## 課題文 1
ゾンビ追跡の文章によると、人間が40人の状態から始めた場合、人間が滅ぶ可能性はおおむね何%か。
## 課題文 2
ゾンビ追跡の文章のうち、「結果①と②より、人間が何人い」から始まり「完全に人間を滅ぼしてくれた。」までの部分を、一字も変えずに書き写しなさい。

動画を見ればわかるように、人間の片方がゾンビに追いつかれてゾンビになったあと、二人になったゾンビは残り一人を追いかけ始めるが、互いにぶつかり合ってその都度速度がリセットされてしまう(歩行者ルール2による)。

したがって、いくら人間よりもインをとろうが永遠に追いつくことはない。二人のゾンビが一人の人間を追いかけるとき、追いつくことはないのだ。これを論文中では"Convergent Pursuit"(収束的追跡)と呼んでいる。逆に、別々のゾンビを追いかけることは"Divergent Pursuit"(発散的追跡)である。


結果③ 人間がたくさんとゾンビが一人

結果①と②より、人間が何人いようと必ずゾンビは二人になり、そのあと同じ人間を追いかけ始めるとそれ以上感染は進まないことが予想される。二人のゾンビには一人の人間しか見えていないため、ほかにたくさん人間がいようと状況は結果②と変わらないからだ。

では別々の人間を追いかけ始めた場合、ちゃんと人間を滅ぼしてくれるのだろうか。一例を下に示す。人間が40人いた場合のシミュレーションだ。

期待通り、別々の人間をねらった二人のゾンビは次々と感染を広げ、一分足らずの間に完全に人間を滅ぼしてくれた。

ただし、「一例」と言った通り、同じ条件で何回もシミュレーションをしてみると毎回人間が滅ぶわけではない。40人で始めた際の人間が滅ぶ可能性は、おおむね50%であるという。

## 資料抜粋
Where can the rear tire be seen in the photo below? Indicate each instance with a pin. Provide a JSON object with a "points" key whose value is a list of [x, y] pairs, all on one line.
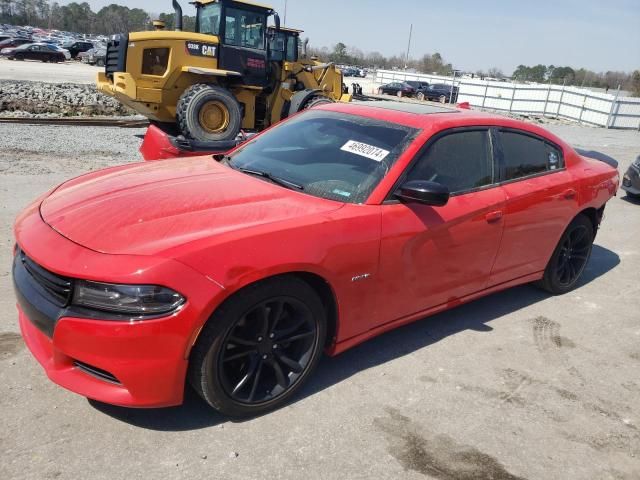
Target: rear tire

## 解答例 1
おおむね50%である。

## 解答例 2
結果①と②より、人間が何人いようと必ずゾンビは二人になり、そのあと同じ人間を追いかけ始めるとそれ以上感染は進まないことが予想される。二人のゾンビには一人の人間しか見えていないため、ほかにたくさん人間がいようと状況は結果②と変わらないからだ。

では別々の人間を追いかけ始めた場合、ちゃんと人間を滅ぼしてくれるのだろうか。一例を下に示す。人間が40人いた場合のシミュレーションだ。

期待通り、別々の人間をねらった二人のゾンビは次々と感染を広げ、一分足らずの間に完全に人間を滅ぼしてくれた。